(Dataset items)
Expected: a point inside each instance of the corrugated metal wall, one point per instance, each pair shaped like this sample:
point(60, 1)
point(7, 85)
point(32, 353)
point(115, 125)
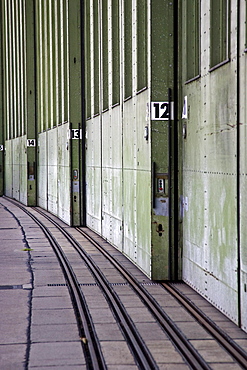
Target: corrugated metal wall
point(59, 106)
point(213, 203)
point(19, 98)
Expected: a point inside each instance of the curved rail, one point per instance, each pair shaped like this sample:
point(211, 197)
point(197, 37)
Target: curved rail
point(90, 343)
point(141, 352)
point(180, 341)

### [Work required]
Rewrite all of the records above, replacing "instance" with "occurrence" everywhere it occurs and keeping everything else unchanged. Leave the pictures out of your answer.

### [Response to the exercise]
Expected: a point inside each occurrence of the corrugated metal wall, one point per occurrence, each pair shaped like this sample:
point(60, 1)
point(7, 85)
point(32, 353)
point(115, 125)
Target: corrugated metal wall
point(59, 106)
point(213, 203)
point(19, 98)
Expected: a point inside each occurrence of the curved rail, one point per occurrence, each pair shaped like this sample:
point(211, 197)
point(197, 37)
Target: curved rail
point(90, 343)
point(141, 352)
point(180, 341)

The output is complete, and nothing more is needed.